Instructions to follow -> Please revise the items that begin at the line with "Where can you see the hotel" and stop after the line with "(1245, 614)", both included, so that "parked car" becomes "stationary vehicle". Leave everything else unchanged and return only those lines.

Record excerpts ->
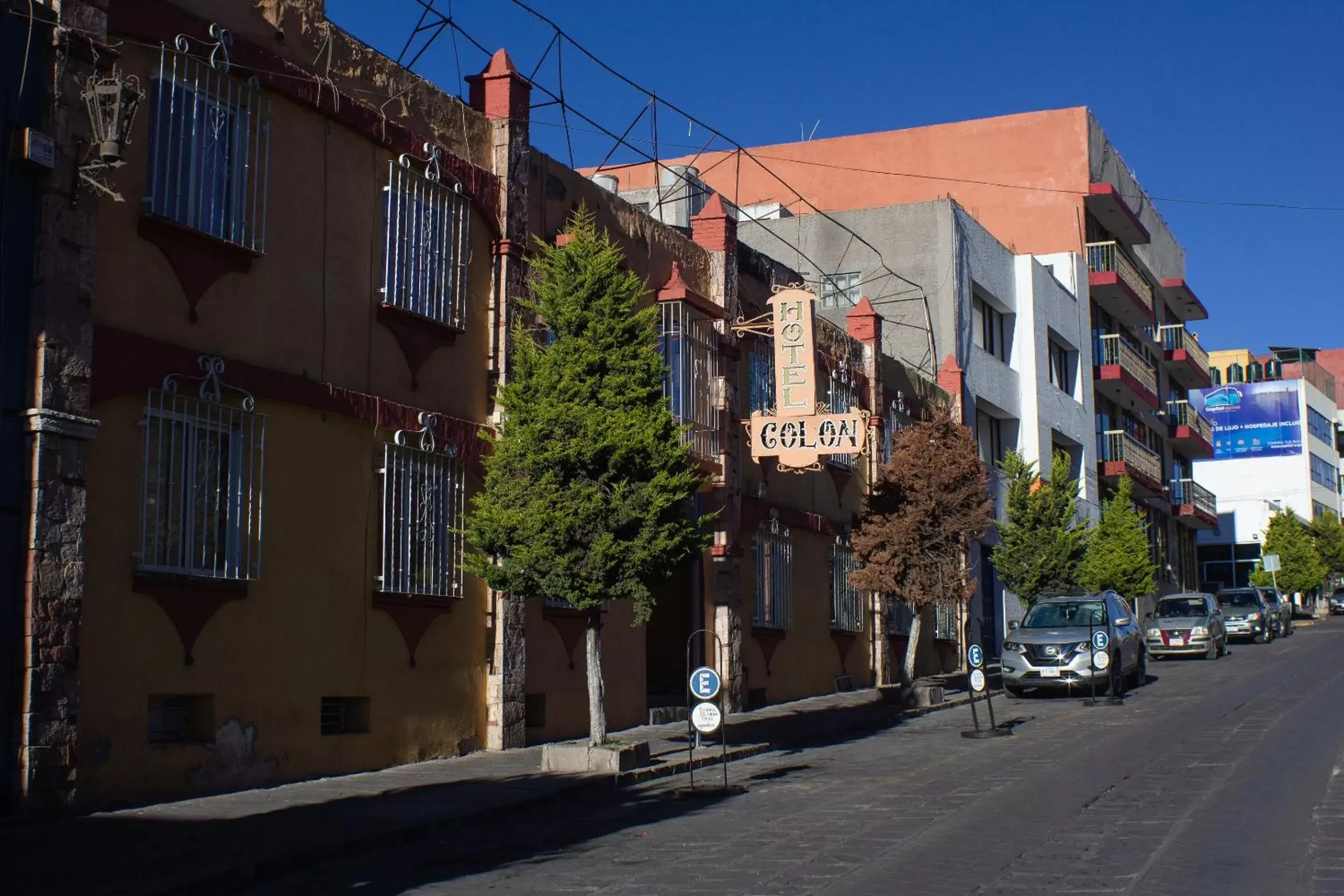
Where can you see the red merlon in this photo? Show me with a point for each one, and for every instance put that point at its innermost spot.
* * *
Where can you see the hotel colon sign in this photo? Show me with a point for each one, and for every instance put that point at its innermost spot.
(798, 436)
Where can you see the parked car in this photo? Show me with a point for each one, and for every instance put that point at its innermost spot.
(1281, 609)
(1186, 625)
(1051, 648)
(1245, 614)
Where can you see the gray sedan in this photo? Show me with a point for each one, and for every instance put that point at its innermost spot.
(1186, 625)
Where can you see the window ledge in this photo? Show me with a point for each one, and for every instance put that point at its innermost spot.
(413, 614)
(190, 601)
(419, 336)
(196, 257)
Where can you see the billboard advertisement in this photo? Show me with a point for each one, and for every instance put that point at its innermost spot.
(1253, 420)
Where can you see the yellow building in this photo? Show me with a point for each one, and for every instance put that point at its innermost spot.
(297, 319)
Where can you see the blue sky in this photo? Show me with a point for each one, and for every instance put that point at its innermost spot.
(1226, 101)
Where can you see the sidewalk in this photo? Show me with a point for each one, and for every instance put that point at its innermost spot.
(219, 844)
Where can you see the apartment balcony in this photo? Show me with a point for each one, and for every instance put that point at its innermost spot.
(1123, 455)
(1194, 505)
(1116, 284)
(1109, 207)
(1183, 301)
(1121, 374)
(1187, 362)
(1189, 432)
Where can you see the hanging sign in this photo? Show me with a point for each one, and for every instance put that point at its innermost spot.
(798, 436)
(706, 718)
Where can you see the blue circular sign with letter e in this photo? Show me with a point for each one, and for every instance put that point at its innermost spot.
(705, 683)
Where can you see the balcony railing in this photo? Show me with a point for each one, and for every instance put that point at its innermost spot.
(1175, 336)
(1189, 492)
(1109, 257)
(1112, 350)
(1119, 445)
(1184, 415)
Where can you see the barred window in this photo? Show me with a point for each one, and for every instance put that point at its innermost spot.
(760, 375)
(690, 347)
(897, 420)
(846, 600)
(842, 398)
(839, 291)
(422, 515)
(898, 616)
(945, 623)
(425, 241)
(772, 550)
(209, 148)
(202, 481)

Exercise response ->
Where can you see the hotel colon sign in this photo? Show me with a point for each one, and for every instance put that point at its innermost spot.
(798, 436)
Where can you see the stationary vehicle in this photo? Show me with a point for each one, and for every instance put that point at its innermost spot.
(1281, 609)
(1186, 625)
(1051, 648)
(1245, 614)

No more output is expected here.